═══ PASSAGE FOR REVIEW
Her research focus is on the broader field of human-computer interaction (HCI), and she is especially interested in designing technology for wellbeing and social good purposes. Her research contributes to the larger understanding of how people with physical and psychological disabilities experience and interact with technology, such as games and virtual reality (VR) environments. She deeply embeds a design-thinking approach, working in partnership with clinicians, caregivers, and patients to solve their problems and reach their goals through a user-centered framework.
With a focus on active learning and critical thinking, Tong has taught courses in HCI, health care technology, multimedia programming, VR, and games. Her goal as a university educator is to create a student-centered learning environment where the students can turn theoretical knowledge into practical skills and, more importantly, make changes in the real world.
Tong has published in many top academic conferences and journals on HCI, VR, games, and embodied interface technologies. She has also been an editor, committee member and reviewer for conferences and journals. She has received best game awards and nominations at ACM SIGCHI and the Microsoft Unite Conference. She has also received many national and university fellowships and awards, such as the Simon Fraser University (SFU) Provost Prize of Distinction Award, C.D. Nelson Memorial Scholarship, MITACS Research Training Award, SFU Big Data Graduate Scholarship, McQuarrie Chronic Pain Scholarship, and NSERC Postdoc Fellowship.
Tong has a B.Eng. in electronic engineering from Beijing University of Posts and Telecommunications, and an M.Sc. and Ph.D. in interactive arts and technology from Simon Fraser University, Canada . Before joining Duke Kunshan, she was a postdoctoral scholar in the Pervasive Wellbeing Technology Lab at Stanford University's School of Medicine.
══════
═══ INFORMATION GIVEN
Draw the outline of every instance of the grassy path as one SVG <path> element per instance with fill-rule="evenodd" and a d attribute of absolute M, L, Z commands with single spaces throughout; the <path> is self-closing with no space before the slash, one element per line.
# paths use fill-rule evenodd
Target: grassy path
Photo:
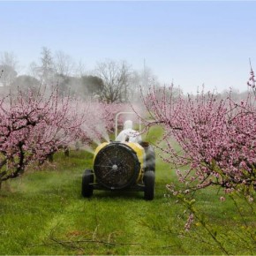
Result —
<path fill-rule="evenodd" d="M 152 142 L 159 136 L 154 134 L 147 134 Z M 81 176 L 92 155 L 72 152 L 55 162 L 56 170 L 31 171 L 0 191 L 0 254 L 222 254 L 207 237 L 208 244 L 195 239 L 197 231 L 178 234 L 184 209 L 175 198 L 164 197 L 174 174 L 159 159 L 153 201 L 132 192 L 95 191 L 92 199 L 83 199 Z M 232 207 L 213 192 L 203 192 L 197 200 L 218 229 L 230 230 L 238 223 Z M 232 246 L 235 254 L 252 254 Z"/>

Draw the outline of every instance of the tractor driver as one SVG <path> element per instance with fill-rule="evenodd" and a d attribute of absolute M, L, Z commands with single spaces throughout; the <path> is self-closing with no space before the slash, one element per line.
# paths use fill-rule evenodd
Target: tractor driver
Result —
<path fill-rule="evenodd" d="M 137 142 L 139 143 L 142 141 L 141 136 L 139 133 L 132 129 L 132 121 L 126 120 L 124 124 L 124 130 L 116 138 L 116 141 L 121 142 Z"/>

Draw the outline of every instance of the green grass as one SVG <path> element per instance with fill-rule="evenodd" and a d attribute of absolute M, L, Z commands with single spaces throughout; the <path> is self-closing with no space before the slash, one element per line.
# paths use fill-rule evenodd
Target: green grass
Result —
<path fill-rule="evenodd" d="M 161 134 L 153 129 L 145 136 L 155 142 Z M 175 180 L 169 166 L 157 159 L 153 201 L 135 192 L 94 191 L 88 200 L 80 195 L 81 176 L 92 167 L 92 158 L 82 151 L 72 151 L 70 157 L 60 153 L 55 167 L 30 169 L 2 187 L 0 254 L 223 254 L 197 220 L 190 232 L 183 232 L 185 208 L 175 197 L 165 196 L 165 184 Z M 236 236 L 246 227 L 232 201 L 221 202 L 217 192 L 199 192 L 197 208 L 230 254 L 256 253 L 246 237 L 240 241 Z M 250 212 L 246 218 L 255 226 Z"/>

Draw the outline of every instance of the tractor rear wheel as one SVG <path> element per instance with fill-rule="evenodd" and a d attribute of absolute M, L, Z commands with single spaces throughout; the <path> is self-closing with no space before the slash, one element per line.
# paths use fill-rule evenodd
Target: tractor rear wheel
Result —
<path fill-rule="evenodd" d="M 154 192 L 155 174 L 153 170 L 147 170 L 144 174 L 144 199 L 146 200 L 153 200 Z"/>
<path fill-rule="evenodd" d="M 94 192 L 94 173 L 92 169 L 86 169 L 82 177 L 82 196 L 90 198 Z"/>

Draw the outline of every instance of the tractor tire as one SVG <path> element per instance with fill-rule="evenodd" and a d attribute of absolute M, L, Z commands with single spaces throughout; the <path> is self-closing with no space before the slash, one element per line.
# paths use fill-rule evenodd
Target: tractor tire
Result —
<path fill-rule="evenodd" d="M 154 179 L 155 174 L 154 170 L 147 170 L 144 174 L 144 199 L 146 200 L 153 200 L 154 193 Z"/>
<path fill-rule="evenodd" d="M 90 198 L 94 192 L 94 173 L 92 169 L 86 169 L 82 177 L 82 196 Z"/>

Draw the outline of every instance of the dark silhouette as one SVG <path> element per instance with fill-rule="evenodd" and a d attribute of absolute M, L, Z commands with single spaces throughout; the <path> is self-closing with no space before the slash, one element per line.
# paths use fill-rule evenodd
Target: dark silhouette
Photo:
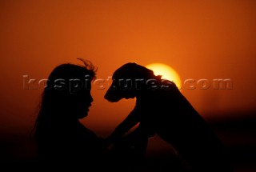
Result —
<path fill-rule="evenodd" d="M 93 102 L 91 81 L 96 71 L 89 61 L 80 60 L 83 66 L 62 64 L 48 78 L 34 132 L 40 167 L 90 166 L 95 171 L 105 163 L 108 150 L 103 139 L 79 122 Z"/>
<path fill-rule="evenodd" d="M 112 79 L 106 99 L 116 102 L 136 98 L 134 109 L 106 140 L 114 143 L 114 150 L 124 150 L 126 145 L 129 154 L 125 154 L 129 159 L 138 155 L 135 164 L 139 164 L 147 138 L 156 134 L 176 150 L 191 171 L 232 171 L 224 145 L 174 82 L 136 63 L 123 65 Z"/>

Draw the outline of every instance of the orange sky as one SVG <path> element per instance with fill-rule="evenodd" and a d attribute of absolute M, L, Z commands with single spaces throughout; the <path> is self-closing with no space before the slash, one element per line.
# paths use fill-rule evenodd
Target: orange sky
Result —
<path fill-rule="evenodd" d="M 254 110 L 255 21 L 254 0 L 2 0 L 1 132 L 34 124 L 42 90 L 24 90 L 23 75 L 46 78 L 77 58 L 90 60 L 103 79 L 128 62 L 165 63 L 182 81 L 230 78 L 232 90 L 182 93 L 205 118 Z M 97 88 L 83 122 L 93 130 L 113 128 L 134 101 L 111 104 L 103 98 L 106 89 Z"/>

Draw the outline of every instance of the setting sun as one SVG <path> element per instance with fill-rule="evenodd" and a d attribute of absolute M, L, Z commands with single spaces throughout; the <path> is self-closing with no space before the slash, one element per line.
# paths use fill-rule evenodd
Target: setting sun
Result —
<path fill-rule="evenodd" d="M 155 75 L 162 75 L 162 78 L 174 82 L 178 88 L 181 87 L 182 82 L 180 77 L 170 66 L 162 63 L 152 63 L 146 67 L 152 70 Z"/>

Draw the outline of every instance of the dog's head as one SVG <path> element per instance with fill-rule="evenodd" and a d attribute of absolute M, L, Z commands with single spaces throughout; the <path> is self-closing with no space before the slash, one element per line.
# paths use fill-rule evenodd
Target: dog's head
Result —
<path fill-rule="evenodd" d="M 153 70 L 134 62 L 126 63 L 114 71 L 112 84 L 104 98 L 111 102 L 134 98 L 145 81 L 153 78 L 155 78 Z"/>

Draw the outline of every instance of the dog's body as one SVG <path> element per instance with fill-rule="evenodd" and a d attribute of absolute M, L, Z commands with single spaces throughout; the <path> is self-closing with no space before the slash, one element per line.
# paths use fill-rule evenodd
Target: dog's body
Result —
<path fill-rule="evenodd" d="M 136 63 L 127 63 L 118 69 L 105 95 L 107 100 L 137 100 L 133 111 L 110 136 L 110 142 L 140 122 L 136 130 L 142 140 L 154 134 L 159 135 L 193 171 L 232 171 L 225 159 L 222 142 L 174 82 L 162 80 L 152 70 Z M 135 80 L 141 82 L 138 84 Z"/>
══════
═══ INFORMATION GIVEN
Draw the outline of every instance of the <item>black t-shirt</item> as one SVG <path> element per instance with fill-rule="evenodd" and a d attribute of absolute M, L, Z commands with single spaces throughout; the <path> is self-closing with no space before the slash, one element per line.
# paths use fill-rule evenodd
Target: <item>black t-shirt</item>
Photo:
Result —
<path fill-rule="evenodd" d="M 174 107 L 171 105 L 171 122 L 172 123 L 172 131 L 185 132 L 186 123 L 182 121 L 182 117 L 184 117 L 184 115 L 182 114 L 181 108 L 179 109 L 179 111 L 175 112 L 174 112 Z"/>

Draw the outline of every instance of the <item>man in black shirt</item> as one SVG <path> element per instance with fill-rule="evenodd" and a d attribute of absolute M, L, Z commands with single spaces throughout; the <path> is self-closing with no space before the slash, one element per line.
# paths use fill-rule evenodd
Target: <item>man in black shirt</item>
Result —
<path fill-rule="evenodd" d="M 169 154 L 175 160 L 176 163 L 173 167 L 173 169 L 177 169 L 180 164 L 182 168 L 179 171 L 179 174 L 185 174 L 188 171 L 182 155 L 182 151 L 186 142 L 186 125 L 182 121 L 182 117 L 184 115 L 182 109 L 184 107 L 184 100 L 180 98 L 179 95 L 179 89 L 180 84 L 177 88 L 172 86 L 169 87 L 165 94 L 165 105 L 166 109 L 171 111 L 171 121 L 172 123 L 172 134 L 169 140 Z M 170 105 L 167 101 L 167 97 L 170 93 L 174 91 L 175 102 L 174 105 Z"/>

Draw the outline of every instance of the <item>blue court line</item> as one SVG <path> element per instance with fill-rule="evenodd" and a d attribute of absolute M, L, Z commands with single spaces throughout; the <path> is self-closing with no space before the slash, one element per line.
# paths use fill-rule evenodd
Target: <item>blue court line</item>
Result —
══════
(THINGS TO DO)
• 1. According to Tong's profile, where did Tong work before joining Duke Kunshan?
• 2. Reproduce the part of Tong's profile from "Her research focus" to "a user-centered framework.".
• 3. Turn the paragraph of Tong's profile beginning "Tong has published in many top academic conferences" into a short bulleted list that keeps its main facts.

(EXERCISE ANSWERS)
• 1. She was a postdoctoral scholar in the Pervasive Wellbeing Technology Lab at Stanford University's School of Medicine.

• 2.
Her research focus is on the broader field of human-computer interaction (HCI), and she is especially interested in designing technology for wellbeing and social good purposes. Her research contributes to the larger understanding of how people with physical and psychological disabilities experience and interact with technology, such as games and virtual reality (VR) environments. She deeply embeds a design-thinking approach, working in partnership with clinicians, caregivers, and patients to solve their problems and reach their goals through a user-centered framework.

• 3.
- Published in many top academic conferences and journals on HCI, VR, games, and embodied interface technologies
- Served as an editor, committee member, and reviewer for conferences and journals
- Received best game awards and nominations at ACM SIGCHI and the Microsoft Unite Conference
- Received many national and university fellowships and awards, including the SFU Provost Prize of Distinction Award, C.D. Nelson Memorial Scholarship, MITACS Research Training Award, SFU Big Data Graduate Scholarship, McQuarrie Chronic Pain Scholarship, and NSERC Postdoc Fellowship